Selected text below:

What Hilbert space of dimension greater than 4.3e19 would be most convenient for working with the Rubik's Cube verse one qudit? The cardinality of the Rubik's Cube group is given by: $$ |G|=43{,}252{,}003{,}274{,}489{,}856{,}000=2^{27}\cdot3^{14}\cdot5^3\cdot7^2\cdot11 $$
Examples.
This question does not need to be phrased as a quantum question. One can equally ask what classical register can be used to store a string that uniquely identifies each different configuration of the Rubik’s Cube. This is already implicitly answered in the question: you need 27 bits, 14 trits....
However, this is labouring under the assumption that you can easily pick and choose your information carrier, and combine together arbitrary sets with different dimensions, and easily talk about the logic operations on them and how they all interact. This is clearly not how it works in classical: your computer only processes bits (and if you want different dimensional systems, the software can handle the conversion: see, for example, the MixedRadix function in Mathematica), and the same will be true of quantum. A particular experiment will focus on one type of information carrier, and will be able to manipulate a certain number of levels. You might be able to repeat that many times, but you won’t be combining qubits, qutrits etc. So you’ll probably be using qubits, and you just need to find the smallest Hilbert space that’s larger than the required dimension. Again, as indicated by the question, that’s 66 qubits.
Perhaps the concern is that 66 seems like a lot of qubits and we need to make that number as small as possible. Remember that computations will require error correction, which means increasing the number of qubits by several orders of magnitude. One extra qubit doesn’t matter so much on the scale of things.

End of Selected text.
Provided information below:

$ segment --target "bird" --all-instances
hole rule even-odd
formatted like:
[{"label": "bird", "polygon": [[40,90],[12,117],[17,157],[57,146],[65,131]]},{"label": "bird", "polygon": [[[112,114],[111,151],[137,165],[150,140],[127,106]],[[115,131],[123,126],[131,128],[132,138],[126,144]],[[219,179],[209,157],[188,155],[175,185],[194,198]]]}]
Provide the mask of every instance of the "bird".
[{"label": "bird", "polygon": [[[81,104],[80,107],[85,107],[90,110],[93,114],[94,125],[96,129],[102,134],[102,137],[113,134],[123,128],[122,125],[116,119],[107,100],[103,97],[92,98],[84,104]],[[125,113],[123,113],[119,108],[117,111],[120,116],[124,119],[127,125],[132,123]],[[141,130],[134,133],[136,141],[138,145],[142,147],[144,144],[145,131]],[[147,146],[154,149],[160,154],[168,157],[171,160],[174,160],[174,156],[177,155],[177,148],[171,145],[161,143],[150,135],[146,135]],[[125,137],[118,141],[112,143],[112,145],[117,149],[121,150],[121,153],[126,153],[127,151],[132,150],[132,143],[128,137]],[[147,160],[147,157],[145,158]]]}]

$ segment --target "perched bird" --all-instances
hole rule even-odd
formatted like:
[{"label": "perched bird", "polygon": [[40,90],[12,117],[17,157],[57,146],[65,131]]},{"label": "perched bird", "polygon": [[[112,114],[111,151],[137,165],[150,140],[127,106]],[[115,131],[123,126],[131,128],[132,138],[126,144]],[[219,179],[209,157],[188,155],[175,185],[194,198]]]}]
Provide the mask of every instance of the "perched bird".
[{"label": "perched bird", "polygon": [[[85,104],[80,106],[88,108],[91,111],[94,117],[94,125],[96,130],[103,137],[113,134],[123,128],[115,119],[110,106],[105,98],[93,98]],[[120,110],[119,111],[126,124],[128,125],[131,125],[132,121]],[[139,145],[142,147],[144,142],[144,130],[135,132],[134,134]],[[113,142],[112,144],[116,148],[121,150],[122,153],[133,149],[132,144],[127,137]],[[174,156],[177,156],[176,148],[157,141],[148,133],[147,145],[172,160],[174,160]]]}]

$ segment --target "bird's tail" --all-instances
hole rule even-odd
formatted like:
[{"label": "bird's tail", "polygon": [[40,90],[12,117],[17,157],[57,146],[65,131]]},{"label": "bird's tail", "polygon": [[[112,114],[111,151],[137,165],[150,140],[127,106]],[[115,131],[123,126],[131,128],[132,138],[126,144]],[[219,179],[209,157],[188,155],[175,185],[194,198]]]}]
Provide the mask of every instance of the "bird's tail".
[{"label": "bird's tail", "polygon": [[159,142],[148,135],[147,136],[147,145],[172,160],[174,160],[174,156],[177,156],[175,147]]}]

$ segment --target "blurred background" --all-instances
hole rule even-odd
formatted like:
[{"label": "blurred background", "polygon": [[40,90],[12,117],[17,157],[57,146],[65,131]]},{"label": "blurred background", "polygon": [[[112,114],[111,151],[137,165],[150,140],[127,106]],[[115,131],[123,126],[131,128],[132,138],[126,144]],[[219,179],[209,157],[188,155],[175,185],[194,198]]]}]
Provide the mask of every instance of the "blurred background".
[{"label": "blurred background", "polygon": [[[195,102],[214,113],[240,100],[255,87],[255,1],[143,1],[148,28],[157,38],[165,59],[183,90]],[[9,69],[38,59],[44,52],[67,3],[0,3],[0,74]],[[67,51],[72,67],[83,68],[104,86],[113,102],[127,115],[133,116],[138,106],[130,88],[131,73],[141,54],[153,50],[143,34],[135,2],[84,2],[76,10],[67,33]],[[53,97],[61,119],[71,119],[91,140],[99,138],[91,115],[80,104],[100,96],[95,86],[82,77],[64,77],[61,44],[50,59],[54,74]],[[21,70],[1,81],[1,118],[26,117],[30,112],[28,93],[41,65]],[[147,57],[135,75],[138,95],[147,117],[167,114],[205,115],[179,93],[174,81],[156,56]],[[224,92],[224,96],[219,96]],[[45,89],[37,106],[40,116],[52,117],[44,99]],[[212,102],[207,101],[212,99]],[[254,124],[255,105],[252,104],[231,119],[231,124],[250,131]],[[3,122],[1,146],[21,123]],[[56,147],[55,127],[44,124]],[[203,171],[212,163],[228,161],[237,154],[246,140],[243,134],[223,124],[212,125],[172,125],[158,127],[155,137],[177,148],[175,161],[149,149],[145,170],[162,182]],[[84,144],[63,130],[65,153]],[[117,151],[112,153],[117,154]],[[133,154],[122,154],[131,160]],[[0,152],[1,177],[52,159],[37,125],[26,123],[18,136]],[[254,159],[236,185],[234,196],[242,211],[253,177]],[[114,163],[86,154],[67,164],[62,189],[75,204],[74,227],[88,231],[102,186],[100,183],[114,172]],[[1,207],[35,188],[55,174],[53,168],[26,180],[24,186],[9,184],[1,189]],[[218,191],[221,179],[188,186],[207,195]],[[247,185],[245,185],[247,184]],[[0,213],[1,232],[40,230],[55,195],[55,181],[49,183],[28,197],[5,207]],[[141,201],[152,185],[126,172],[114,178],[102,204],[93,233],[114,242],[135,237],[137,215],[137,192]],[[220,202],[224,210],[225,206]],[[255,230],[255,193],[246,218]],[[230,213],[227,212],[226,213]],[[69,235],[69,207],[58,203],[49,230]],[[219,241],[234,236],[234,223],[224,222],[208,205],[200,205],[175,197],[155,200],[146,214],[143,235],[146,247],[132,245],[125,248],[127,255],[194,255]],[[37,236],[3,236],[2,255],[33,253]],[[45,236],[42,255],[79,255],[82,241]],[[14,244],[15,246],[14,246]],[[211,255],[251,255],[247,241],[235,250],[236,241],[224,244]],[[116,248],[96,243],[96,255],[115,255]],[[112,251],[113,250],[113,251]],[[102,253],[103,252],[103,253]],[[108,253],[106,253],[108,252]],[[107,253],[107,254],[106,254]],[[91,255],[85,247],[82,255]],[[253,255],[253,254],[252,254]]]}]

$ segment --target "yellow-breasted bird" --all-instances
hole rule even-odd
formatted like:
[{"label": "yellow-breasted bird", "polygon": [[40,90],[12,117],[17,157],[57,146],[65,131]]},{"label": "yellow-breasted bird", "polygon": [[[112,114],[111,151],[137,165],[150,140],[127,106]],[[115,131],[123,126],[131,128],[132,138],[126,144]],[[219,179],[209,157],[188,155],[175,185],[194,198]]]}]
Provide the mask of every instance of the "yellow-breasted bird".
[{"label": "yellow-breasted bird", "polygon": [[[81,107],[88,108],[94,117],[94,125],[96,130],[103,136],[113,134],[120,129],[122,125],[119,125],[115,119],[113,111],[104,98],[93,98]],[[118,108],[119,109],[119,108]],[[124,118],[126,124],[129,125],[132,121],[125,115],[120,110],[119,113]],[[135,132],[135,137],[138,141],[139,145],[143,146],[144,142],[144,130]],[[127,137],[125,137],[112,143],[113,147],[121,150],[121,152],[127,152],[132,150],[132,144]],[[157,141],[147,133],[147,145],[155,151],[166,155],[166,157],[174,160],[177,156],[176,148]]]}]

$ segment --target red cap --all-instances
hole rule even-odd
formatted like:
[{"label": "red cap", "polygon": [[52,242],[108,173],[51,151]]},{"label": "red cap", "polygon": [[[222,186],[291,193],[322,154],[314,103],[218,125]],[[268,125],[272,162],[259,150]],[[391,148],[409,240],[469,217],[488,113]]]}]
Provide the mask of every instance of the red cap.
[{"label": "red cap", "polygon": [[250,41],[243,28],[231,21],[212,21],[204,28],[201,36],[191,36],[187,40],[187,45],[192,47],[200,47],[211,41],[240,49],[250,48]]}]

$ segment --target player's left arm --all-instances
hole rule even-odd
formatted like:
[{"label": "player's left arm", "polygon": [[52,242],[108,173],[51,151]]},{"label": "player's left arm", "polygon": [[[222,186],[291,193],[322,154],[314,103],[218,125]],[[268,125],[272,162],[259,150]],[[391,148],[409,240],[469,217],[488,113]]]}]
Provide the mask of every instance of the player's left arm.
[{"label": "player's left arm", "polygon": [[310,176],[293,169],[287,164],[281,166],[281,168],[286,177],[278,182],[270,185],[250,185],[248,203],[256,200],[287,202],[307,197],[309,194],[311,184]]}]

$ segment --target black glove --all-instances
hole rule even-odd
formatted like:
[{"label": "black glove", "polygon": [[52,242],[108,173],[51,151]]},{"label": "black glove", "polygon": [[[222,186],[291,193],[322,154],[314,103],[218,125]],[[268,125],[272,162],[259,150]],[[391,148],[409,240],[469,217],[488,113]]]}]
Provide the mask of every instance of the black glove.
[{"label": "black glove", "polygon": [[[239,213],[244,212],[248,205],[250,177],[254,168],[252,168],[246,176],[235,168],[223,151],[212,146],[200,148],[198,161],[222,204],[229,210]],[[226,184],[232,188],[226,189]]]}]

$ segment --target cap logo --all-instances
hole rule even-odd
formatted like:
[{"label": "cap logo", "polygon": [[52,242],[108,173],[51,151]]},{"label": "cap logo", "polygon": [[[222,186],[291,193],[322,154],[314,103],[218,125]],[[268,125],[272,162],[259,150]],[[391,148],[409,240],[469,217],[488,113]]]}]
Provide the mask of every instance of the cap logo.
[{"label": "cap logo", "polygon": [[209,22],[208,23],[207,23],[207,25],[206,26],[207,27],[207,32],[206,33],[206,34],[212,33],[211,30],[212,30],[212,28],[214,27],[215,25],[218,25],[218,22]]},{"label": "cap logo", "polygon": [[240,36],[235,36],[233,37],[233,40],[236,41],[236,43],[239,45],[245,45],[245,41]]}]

End of Provided information.

_Questions_.
**A.** Repeat the part of the Rubik's Cube text starting at "This question does" and ending at "bits, 14 trits....".
**B.** Answer these questions from the Rubik's Cube text, marking each answer to match:
(i) How many qubits does the text give as the smallest Hilbert space larger than the required dimension?
(ii) Which Mathematica function is named as an example of software handling conversion between systems of different dimensions?
(iii) By how much does the text say error correction will increase the number of qubits?
**C.** Go on with the Rubik's Cube text, starting after its last sentence.
The listing has no connection to the Rubik's Cube text.

_Expected results_.
**A.**
This question does not need to be phrased as a quantum question. One can equally ask what classical register can be used to store a string that uniquely identifies each different configuration of the Rubik’s Cube. This is already implicitly answered in the question: you need 27 bits, 14 trits....

**B.**
(i) 66 qubits.
(ii) MixedRadix.
(iii) By several orders of magnitude.

**C.**
Following up on @DaftWullie's answer, for certain combinatorial puzzles such as the 3x3 Rubik's cube, it might also be convenient to consider a fixed register of qubits (or qubits and qutrits) for each cell of the cube, because then twists/turns of the faces almost immediately present themselves as (controlled) $\mathsf{SWAP}$'s of the respective cells.
For example, consider the $9$ cells of the front face of a cube. Each cell (apart from the fixed center cell might correspond to $3$ qubits (or $1$ qubit and $1$ qutrit), with a fixed but arbitrary mapping of colors to qubits/qutrits, such as $f(\vert 000\rangle)\mapsto \text{BLUE}, f(\vert 001\rangle)\mapsto\text{RED}$, etc. The quarter-turn twists $F$ and $F'$ are simple permutations of the qubits, and $\vert\psi\rangle$ is the tensor product over each register.
With such a set-up, the circuits that implement the permutations may be as above. Here, $\text{A,B,}\cdots$ are fixed registers of qubits (qutrits) of the cells on the front face, $F$ is a clockwise quarter-turn of the front face, and $F'$ is a counter-clockwise quarter turn. (The corner and cells adjacent to the front would also be permuted in a similar fashion).
I'm working out the circuits for a toy 2x2 version of the 15 puzzle, and another one for the Pyraminx. These have the advantage in that the number of colors/states is $4$, which means no qutrits would be needed. Indeed, the 2x2 puzzle is small enough that it could probably be implemented with existing hardware.